» Objective A
In the excerpt from Night, what instrument did Juliek play in the band at Buna?

» Reading text
Excerpt From Night

Background: The narrator, Elie Wiesel, is about 12 at the start of this book and about fifteen in the excerpted passage. Night is his true and firsthand account of the horrors of the Jewish holocaust. At this point, Elie and his fellow Jews have been in the concentration camps for about three years. The German guards command them to march to another camp because the Russians are invading Germany. Any jew who falls behind is either shot or left to freeze in the German winter. The first leg of the journey they cover forty-two miles nonstop plus another hour of marching. Then, they rest and resume marching for another day nonstop. Finally, they reach the concentration camp at Gleiwitz. Exhausted, they collapse in the barracks, and here the excerpt begins:

Some Kapos [German soldiers] rapidly installed us in the barracks. We pushed and jostled one another as if this were the supreme refuge, the gateway to life. We walked over pain-racked bodies. We trod on wounded faces. No cries. A few groans. My father and I were ourselves thrown to the ground by this rolling tide. Beneath our feet someone let out a rattling cry:
"You're crushing me . . . mercy!"

A voice that was not unknown to me.

"You're crushing me . . . mercy! mercy!

The same faint voice, the same rattle, heard somewhere before. That voice had spoken to me one day. Where? When? Years ago? No, it could only have been at the camp.

"Mercy!"

I felt that I was crushing him. I was stopping his breath. I wanted to get up. I struggled to disengage myself, so that he could breath. But I was crushed myself beneath the weight of other bodies. I could hardly breathe. I dug my nails into unknown faces. I was biting all round me, in order to get air. No one cried out.

Suddenly I remembered. Juliek! The boy from Warsaw who played the violin in the band at Buna . . .

"Juliek, is it you?"

"Eliezer . . . the twenty-five strokes of the whip. Yes . . . I remember."

He was silent. A long moment elapsed.

"Juliek! Can you hear me, Juliek?"

"Yes . . .," he said, in a feeble voice. "What do you want?"

He was not dead.

"How do you feel, Juliek?" I asked, less to know the answer than to hear that he could speak, that he was alive.

"All right, Eliezer . . . I'm getting on all right . . . hardly any air . . . worn out. My feet are swollen. It's good to rest, but the violin . . ."

I thought he had gone out of his mind. What use was the violin here?

"What, your violin?"

He gasped.

"I'm afraid . . . I'm afraid . . . that they'll break my violin . . . I've brought it with me.

I could not answer him. Someone was lying full length on top of me, covering my face. I was unable to breathe, through either mouth or nose. Sweat beaded my brow, ran down my spine. This was the end--the end of the road. A silent death, suffocation. No way of crying out, of calling for help.

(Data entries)

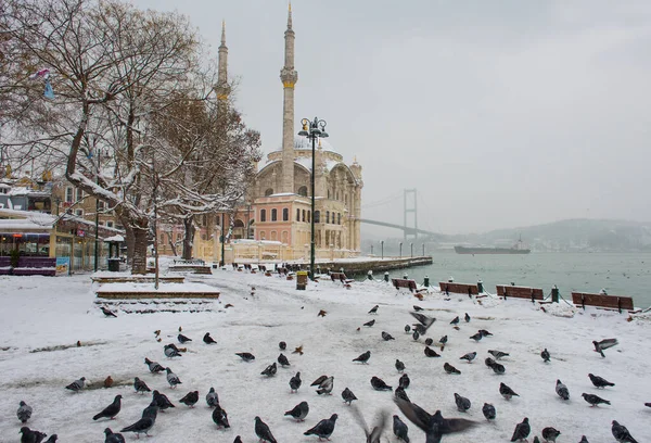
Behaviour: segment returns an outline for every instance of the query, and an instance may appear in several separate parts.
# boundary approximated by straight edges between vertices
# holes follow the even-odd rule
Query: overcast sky
[[[280,147],[286,0],[133,3],[189,15],[215,54],[226,20],[237,104],[265,153]],[[651,1],[292,10],[296,131],[324,118],[332,145],[357,156],[362,217],[401,224],[403,190],[417,188],[419,227],[444,233],[651,220]]]

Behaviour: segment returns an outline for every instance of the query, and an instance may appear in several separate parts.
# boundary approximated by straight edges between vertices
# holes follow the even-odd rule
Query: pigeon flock
[[[616,390],[615,382],[621,380],[613,382],[590,372],[577,374],[577,377],[584,377],[584,380],[565,380],[565,377],[562,376],[566,383],[556,379],[556,384],[550,383],[548,392],[538,392],[526,385],[513,385],[508,377],[509,366],[515,360],[528,360],[532,367],[532,377],[540,374],[553,377],[554,365],[562,365],[563,362],[558,354],[554,356],[554,350],[558,352],[559,345],[550,342],[548,347],[520,355],[510,349],[490,349],[493,347],[490,341],[495,340],[494,337],[503,333],[499,328],[492,327],[493,332],[486,329],[475,329],[474,325],[482,321],[476,316],[471,318],[468,313],[461,312],[457,315],[427,307],[424,304],[423,306],[425,307],[413,306],[412,309],[404,309],[401,318],[395,309],[392,309],[391,314],[383,315],[383,307],[380,304],[373,305],[370,311],[367,311],[368,307],[359,309],[357,315],[349,314],[352,318],[359,320],[355,328],[359,325],[366,328],[361,330],[349,328],[349,332],[343,333],[349,333],[352,340],[362,341],[363,344],[360,345],[363,347],[352,355],[332,356],[332,359],[337,363],[339,371],[323,375],[317,372],[318,363],[311,363],[312,358],[319,356],[320,350],[315,346],[304,347],[302,341],[306,340],[305,337],[296,334],[280,337],[270,331],[267,343],[259,343],[258,346],[242,346],[247,351],[224,353],[220,351],[220,345],[226,340],[226,336],[221,337],[217,332],[213,338],[210,332],[194,332],[192,328],[187,328],[184,333],[180,333],[181,328],[179,328],[176,341],[184,347],[177,346],[171,340],[168,340],[168,343],[158,342],[156,345],[159,354],[148,351],[148,355],[142,355],[140,362],[133,362],[128,369],[135,376],[126,383],[124,380],[119,380],[116,384],[115,380],[118,378],[115,374],[113,375],[115,380],[112,379],[112,383],[106,384],[104,380],[103,390],[106,391],[102,393],[104,403],[102,406],[87,412],[89,426],[86,430],[88,440],[85,441],[120,443],[141,436],[161,435],[157,430],[159,422],[182,427],[183,417],[188,414],[204,416],[205,440],[202,441],[233,441],[234,443],[253,441],[275,443],[277,442],[275,433],[278,434],[275,423],[282,419],[290,420],[295,427],[293,436],[290,436],[291,440],[288,440],[286,436],[282,440],[296,442],[308,442],[310,438],[314,441],[348,442],[349,439],[337,439],[337,429],[342,426],[350,427],[352,423],[357,423],[359,427],[359,430],[355,431],[359,438],[355,441],[366,441],[367,443],[385,441],[434,443],[448,440],[461,442],[471,441],[463,436],[470,432],[473,435],[476,435],[477,432],[482,435],[481,440],[473,438],[472,441],[523,442],[533,439],[534,442],[559,441],[561,443],[569,441],[563,440],[565,433],[576,434],[575,429],[565,430],[556,422],[541,422],[535,417],[535,410],[526,410],[526,413],[523,410],[520,421],[508,423],[512,429],[512,434],[496,433],[494,423],[505,420],[503,416],[500,417],[500,409],[510,408],[513,405],[515,405],[513,407],[518,407],[519,398],[527,396],[546,396],[549,397],[547,400],[549,402],[556,400],[560,402],[559,407],[566,404],[574,408],[569,414],[582,414],[588,417],[595,409],[608,408],[611,416],[609,426],[616,442],[641,441],[635,439],[634,429],[638,427],[638,423],[617,421],[617,405],[609,400],[609,392]],[[301,308],[303,309],[303,306]],[[103,306],[101,311],[106,318],[119,317],[119,312],[112,312]],[[317,311],[309,315],[314,316]],[[334,309],[330,307],[329,312],[334,312]],[[368,320],[369,317],[370,320]],[[318,318],[315,321],[328,322],[330,318],[334,317],[331,315]],[[403,327],[405,321],[408,325]],[[341,328],[341,325],[333,326],[333,328]],[[403,329],[405,333],[401,332]],[[176,331],[174,333],[176,334]],[[305,331],[305,334],[308,333],[309,331]],[[441,337],[441,339],[434,340],[430,336]],[[156,330],[156,339],[165,337],[174,338],[175,336],[170,336],[170,331]],[[199,340],[200,338],[203,339]],[[361,338],[363,340],[360,340]],[[327,337],[322,339],[328,340]],[[284,353],[288,343],[294,346],[290,350],[295,349],[289,357]],[[608,358],[609,352],[613,352],[611,349],[617,344],[616,339],[592,342],[593,351],[599,354],[596,355],[597,359],[592,365],[596,372],[600,360]],[[503,342],[500,346],[503,346]],[[586,349],[592,346],[589,341],[586,341]],[[399,353],[396,353],[396,350],[399,350]],[[224,387],[220,383],[219,374],[210,375],[206,380],[184,374],[182,370],[182,368],[187,368],[184,365],[191,365],[195,354],[204,353],[210,353],[214,358],[219,360],[228,360],[234,371],[253,368],[253,371],[246,372],[248,376],[242,377],[240,383],[272,384],[279,395],[288,398],[295,396],[296,401],[291,402],[290,400],[286,408],[277,410],[275,416],[268,412],[264,415],[257,413],[259,404],[263,404],[265,398],[240,398],[233,394],[237,389],[233,391],[229,389],[233,387]],[[532,354],[539,354],[542,362],[538,357],[536,357],[537,360],[532,358]],[[391,357],[395,365],[375,363],[380,356],[384,360]],[[292,359],[290,360],[290,358]],[[482,365],[482,359],[484,365]],[[179,369],[179,362],[183,362],[181,369]],[[127,363],[127,365],[129,364]],[[439,383],[455,387],[457,392],[454,392],[454,396],[450,395],[444,401],[447,404],[432,404],[427,401],[427,391],[422,389],[421,378],[410,377],[410,367],[414,365],[426,365],[430,368],[431,377],[437,379]],[[376,375],[368,377],[366,385],[346,385],[349,380],[347,375],[358,370]],[[257,377],[252,377],[252,372],[257,374]],[[478,396],[475,387],[464,381],[464,377],[469,372],[483,374],[485,383],[494,387],[496,395]],[[612,375],[613,371],[609,371],[609,374]],[[302,377],[306,377],[307,380]],[[111,379],[111,376],[107,379]],[[309,383],[312,379],[314,381]],[[210,384],[215,384],[217,389]],[[89,389],[89,381],[86,377],[71,379],[67,384],[61,385],[62,391],[69,391],[67,396],[71,402],[86,395]],[[107,391],[113,391],[113,393]],[[586,392],[582,393],[582,391]],[[228,392],[228,395],[225,392]],[[373,392],[375,393],[373,394]],[[582,393],[580,397],[579,393]],[[387,402],[383,402],[380,407],[373,400],[374,395],[386,395],[385,398],[391,401],[390,406],[386,406]],[[498,398],[501,400],[498,401]],[[242,402],[247,405],[243,406]],[[179,404],[184,406],[180,408]],[[231,406],[234,404],[239,404],[237,408],[239,413],[242,409],[250,412],[250,416],[235,417],[239,422],[246,420],[250,423],[247,434],[242,431],[239,434],[231,432],[229,419],[232,420],[233,417],[229,416],[227,409],[232,414]],[[318,405],[317,410],[330,409],[330,413],[315,416],[312,410],[315,404]],[[644,405],[651,407],[651,403],[641,404],[641,409]],[[580,408],[582,406],[583,408]],[[20,441],[21,443],[58,441],[58,435],[54,433],[56,429],[41,429],[38,426],[31,426],[40,414],[39,409],[42,410],[38,402],[21,401],[15,407],[17,408],[14,409],[17,418],[14,418],[17,436],[0,435],[0,441]],[[205,409],[209,413],[206,413]],[[457,412],[454,414],[457,417],[447,417],[447,414],[444,417],[442,410],[449,413],[451,409]],[[64,414],[62,408],[62,419],[65,419]],[[371,426],[367,425],[365,415],[373,417],[373,421],[369,421]],[[97,421],[99,427],[93,427],[93,421]],[[591,425],[591,427],[603,426],[605,425],[600,421]],[[580,431],[585,434],[580,436],[580,442],[591,441],[590,431],[590,427]]]

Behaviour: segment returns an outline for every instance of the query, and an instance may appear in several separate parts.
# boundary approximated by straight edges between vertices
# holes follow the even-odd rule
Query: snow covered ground
[[[60,442],[102,442],[105,427],[117,432],[139,419],[149,405],[151,395],[133,392],[135,377],[177,406],[158,414],[150,442],[232,442],[237,435],[243,442],[257,442],[255,416],[269,425],[279,442],[314,442],[316,436],[303,432],[333,413],[339,414],[339,421],[331,440],[362,442],[363,432],[341,392],[347,387],[355,393],[369,423],[382,408],[399,414],[391,392],[374,391],[370,385],[371,377],[378,376],[397,387],[400,374],[394,367],[396,358],[407,366],[411,379],[407,394],[412,402],[431,413],[441,409],[445,417],[481,422],[469,432],[445,436],[444,442],[508,442],[524,417],[532,425],[529,441],[534,434],[540,435],[542,428],[553,426],[561,431],[558,442],[578,442],[583,434],[591,443],[614,442],[611,421],[618,420],[638,442],[651,442],[651,408],[644,406],[651,402],[651,317],[626,321],[627,315],[603,311],[577,311],[572,316],[573,309],[566,305],[545,313],[526,301],[484,299],[478,304],[465,295],[446,301],[438,293],[420,302],[408,292],[397,294],[388,284],[371,281],[354,282],[349,290],[322,281],[297,291],[295,281],[263,274],[214,270],[212,276],[189,279],[221,291],[212,309],[126,314],[112,305],[117,318],[105,318],[94,303],[89,275],[1,277],[0,442],[20,441],[21,422],[15,413],[22,400],[34,407],[27,422],[31,429],[58,433]],[[378,315],[369,315],[375,304],[380,305]],[[427,358],[424,338],[416,342],[404,332],[405,325],[413,322],[408,313],[414,304],[437,318],[427,337],[435,342],[445,334],[449,338],[441,358]],[[166,304],[149,306],[156,309]],[[326,317],[317,316],[320,309],[327,312]],[[471,316],[468,324],[464,313]],[[462,318],[459,330],[449,325],[457,315]],[[373,327],[361,326],[372,318],[376,320]],[[179,345],[188,352],[170,360],[163,354],[163,345],[178,344],[179,327],[193,341]],[[478,329],[494,336],[475,343],[469,337]],[[162,342],[155,340],[155,330],[162,331]],[[383,341],[382,331],[395,340]],[[210,332],[217,344],[203,343],[205,332]],[[591,341],[605,338],[617,338],[620,344],[605,351],[602,358],[593,352]],[[81,346],[75,345],[77,341]],[[291,366],[279,367],[276,377],[264,377],[260,371],[276,362],[280,341],[288,343],[284,354]],[[299,345],[304,355],[292,354]],[[549,364],[540,358],[545,347],[551,353]],[[368,365],[352,362],[368,350]],[[495,375],[484,365],[488,350],[510,353],[501,360],[505,375]],[[459,359],[473,351],[477,352],[473,364]],[[256,358],[245,363],[234,355],[237,352],[251,352]],[[164,375],[149,372],[144,357],[169,366],[182,384],[170,389]],[[447,375],[445,362],[462,374]],[[298,393],[291,393],[289,380],[296,371],[301,371],[303,385]],[[588,372],[616,385],[597,390]],[[115,380],[114,387],[99,388],[108,375]],[[334,376],[333,395],[319,396],[309,387],[321,375]],[[90,389],[78,394],[64,389],[82,376]],[[569,402],[557,396],[557,379],[569,387]],[[520,397],[503,400],[498,392],[501,381]],[[212,409],[204,400],[210,387],[228,413],[228,430],[218,430],[212,421]],[[194,409],[178,402],[194,390],[200,392]],[[471,400],[467,414],[457,410],[455,392]],[[598,394],[612,405],[589,407],[580,396],[583,392]],[[92,416],[116,394],[124,397],[116,420],[93,421]],[[301,401],[307,401],[310,408],[305,422],[283,417]],[[495,422],[485,421],[481,410],[484,402],[497,408]],[[403,420],[409,426],[411,440],[423,442],[424,434]],[[136,440],[130,433],[125,438]],[[391,422],[383,441],[397,442]]]

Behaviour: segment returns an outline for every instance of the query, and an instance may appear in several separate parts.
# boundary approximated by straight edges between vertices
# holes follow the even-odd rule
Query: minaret
[[[285,63],[280,71],[283,86],[282,106],[282,192],[294,192],[294,85],[298,73],[294,69],[294,30],[292,29],[292,3],[285,30]]]

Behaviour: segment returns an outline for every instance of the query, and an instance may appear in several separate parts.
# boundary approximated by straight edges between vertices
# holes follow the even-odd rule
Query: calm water
[[[432,254],[432,266],[391,271],[391,277],[407,273],[422,283],[429,276],[431,284],[446,281],[474,283],[496,292],[496,284],[542,288],[549,294],[558,284],[561,295],[571,300],[572,291],[599,292],[604,288],[612,295],[633,296],[636,306],[651,306],[651,254],[649,253],[536,253],[527,255],[460,255],[452,252]],[[380,278],[381,276],[375,276]]]

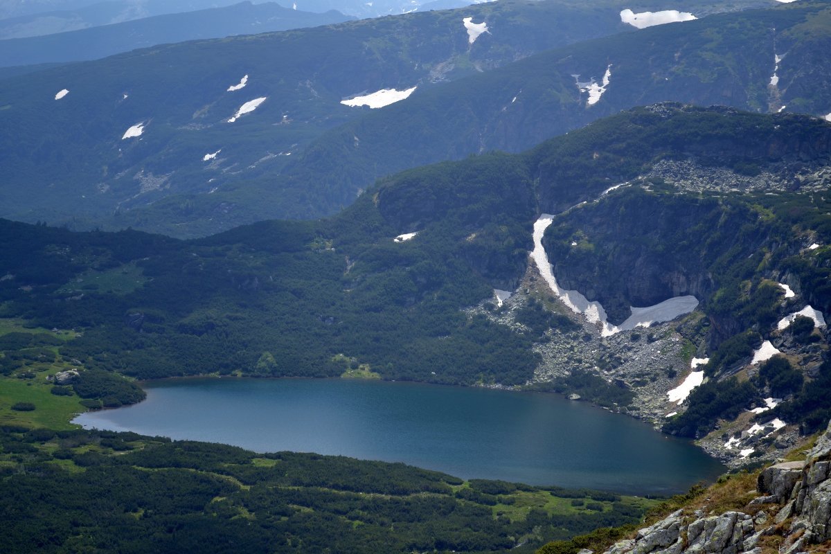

» Objective B
Reproduce the lines of the data entries starting at their first line and ending at the line containing "Query: overcast sky", with both ends included. Leave the pictures out.

» Answer A
The violin.

» Answer B
Behaviour: segment returns an outline for every instance of the query, and an instance may appear in several separate parts.
# boundary approximated by straight edges between vertices
# holes follow the even-odd rule
Query: overcast sky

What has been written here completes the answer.